» Task requirements
Write out the lines below again, unchanged, beginning with the line that contains "Could you identify the tire" and continuing through the final line.
──────── Provided data ────────
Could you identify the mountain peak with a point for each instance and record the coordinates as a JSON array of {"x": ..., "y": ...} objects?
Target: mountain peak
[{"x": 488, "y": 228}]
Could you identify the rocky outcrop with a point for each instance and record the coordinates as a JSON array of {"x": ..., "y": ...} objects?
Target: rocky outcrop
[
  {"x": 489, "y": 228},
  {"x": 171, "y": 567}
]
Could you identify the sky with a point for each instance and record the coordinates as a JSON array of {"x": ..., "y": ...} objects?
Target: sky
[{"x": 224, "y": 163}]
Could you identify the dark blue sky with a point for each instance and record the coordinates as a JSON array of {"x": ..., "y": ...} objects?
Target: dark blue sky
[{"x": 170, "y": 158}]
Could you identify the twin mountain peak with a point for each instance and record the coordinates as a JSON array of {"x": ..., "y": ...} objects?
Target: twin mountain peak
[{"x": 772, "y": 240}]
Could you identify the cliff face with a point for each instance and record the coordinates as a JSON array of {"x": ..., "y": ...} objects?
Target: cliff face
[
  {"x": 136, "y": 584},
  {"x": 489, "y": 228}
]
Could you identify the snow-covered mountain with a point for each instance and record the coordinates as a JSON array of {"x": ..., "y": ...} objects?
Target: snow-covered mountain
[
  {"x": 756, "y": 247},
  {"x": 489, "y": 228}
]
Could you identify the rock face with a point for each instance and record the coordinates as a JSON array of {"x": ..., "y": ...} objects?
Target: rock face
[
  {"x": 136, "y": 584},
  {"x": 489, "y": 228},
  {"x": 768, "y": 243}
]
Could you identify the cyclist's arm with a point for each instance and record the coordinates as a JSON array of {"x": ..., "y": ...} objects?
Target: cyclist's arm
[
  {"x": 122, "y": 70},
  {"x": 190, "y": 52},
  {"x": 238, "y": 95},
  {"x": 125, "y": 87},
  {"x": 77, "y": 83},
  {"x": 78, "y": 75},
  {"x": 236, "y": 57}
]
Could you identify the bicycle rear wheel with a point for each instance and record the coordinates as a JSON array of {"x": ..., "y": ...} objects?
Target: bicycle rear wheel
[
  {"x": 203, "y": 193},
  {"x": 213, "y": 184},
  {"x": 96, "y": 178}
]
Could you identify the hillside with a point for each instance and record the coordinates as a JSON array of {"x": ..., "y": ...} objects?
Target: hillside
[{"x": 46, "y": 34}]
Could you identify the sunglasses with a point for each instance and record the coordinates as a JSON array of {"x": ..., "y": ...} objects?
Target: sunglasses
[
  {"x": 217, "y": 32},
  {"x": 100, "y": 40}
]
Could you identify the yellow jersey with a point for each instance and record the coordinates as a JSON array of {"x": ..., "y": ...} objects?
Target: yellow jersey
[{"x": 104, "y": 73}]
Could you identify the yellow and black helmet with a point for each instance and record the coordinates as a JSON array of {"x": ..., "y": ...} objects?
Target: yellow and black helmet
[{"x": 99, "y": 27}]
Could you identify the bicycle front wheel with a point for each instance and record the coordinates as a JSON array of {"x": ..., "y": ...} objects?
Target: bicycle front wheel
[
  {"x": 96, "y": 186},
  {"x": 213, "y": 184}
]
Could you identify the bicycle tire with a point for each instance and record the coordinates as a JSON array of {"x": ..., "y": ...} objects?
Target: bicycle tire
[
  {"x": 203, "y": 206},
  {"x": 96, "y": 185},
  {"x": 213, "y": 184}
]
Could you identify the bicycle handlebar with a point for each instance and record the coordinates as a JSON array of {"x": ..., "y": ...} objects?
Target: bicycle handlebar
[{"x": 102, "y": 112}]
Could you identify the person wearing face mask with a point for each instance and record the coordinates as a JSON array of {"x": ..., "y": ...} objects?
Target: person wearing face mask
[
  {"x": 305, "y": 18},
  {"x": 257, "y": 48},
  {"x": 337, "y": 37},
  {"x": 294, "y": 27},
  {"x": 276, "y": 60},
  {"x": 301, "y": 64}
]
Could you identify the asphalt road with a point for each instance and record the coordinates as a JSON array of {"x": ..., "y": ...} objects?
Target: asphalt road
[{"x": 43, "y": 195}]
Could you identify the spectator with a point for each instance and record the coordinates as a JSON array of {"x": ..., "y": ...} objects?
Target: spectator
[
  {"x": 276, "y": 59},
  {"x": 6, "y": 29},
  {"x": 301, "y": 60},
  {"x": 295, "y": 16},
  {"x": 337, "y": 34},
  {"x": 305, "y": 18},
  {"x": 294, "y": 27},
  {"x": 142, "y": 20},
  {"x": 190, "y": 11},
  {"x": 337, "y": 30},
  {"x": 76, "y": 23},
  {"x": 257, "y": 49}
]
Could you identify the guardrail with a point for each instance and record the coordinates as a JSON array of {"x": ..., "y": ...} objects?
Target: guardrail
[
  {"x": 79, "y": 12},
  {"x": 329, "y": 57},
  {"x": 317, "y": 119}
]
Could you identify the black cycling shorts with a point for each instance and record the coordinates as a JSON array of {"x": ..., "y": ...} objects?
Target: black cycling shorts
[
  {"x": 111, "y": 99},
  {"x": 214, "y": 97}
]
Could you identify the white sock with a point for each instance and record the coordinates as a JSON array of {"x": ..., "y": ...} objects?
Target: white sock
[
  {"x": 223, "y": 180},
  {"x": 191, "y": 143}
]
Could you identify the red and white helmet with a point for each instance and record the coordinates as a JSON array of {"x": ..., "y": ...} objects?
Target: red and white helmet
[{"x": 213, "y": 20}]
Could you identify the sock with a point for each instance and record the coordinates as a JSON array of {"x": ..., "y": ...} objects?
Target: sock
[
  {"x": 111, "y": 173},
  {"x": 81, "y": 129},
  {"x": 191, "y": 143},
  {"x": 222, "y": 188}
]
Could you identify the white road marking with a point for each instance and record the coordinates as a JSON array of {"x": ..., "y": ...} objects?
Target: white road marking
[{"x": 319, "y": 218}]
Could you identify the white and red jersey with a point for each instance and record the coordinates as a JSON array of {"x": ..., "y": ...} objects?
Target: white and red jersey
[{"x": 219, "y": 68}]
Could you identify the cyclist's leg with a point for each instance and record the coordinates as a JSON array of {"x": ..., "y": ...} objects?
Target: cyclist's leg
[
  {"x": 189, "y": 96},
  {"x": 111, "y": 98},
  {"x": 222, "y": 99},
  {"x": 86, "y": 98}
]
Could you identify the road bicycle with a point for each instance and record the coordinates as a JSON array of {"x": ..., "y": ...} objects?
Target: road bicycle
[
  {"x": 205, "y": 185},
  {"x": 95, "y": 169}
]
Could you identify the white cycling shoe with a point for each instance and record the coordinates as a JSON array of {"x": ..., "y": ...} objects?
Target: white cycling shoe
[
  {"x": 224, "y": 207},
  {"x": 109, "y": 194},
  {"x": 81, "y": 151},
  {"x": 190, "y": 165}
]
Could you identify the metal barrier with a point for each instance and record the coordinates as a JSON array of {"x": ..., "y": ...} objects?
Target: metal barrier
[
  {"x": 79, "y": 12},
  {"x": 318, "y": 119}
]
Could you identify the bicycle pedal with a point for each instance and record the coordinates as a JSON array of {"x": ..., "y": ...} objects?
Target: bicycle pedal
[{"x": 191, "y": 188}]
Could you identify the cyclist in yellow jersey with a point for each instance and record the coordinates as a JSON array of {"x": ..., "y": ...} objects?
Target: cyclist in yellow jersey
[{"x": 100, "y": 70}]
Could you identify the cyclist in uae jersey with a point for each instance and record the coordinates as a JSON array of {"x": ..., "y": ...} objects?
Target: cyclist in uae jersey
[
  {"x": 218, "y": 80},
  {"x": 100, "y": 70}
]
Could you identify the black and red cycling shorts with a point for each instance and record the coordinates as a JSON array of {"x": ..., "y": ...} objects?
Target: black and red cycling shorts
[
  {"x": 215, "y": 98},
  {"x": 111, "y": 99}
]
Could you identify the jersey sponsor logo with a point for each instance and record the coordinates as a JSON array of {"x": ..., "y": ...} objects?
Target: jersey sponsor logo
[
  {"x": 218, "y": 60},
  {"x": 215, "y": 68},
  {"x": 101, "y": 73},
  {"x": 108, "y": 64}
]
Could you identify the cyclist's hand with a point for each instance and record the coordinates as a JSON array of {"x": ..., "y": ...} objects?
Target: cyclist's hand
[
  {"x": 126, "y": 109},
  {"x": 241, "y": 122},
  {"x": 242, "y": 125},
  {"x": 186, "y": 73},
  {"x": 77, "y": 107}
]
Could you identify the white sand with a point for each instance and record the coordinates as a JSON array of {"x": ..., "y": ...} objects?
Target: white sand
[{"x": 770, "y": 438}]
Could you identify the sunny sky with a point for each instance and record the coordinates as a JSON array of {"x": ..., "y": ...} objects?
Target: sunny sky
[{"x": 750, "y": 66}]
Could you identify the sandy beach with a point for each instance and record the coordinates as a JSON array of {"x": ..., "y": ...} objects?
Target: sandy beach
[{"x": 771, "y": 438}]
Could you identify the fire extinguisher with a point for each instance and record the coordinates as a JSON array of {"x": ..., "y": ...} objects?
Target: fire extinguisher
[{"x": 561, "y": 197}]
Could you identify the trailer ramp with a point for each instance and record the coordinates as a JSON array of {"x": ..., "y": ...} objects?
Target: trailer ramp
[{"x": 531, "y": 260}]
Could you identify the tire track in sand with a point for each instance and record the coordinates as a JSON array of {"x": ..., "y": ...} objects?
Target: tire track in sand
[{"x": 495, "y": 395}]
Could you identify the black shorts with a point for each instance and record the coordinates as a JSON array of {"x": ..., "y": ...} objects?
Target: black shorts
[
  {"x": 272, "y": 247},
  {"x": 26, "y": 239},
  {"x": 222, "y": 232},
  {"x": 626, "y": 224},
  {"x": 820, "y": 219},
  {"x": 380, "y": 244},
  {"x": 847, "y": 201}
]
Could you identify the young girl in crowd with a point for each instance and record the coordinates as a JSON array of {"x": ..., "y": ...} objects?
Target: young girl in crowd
────────
» Response below
Could you identify the tire track in sand with a point for each instance and record the coordinates as a JSON array of {"x": ..., "y": ...} objects?
Target: tire track in sand
[{"x": 495, "y": 395}]
Could you identify the black shorts with a point for each instance and record the coordinates as a JSON array of {"x": ..., "y": ...} objects?
Target: black shorts
[
  {"x": 272, "y": 247},
  {"x": 26, "y": 239},
  {"x": 222, "y": 232},
  {"x": 626, "y": 224},
  {"x": 820, "y": 219},
  {"x": 380, "y": 244},
  {"x": 847, "y": 201}
]
Could you identify the young girl in crowd with a point for each instance and record the coordinates as a JSON array of {"x": ..., "y": ...} objects?
Target: young girl in crowd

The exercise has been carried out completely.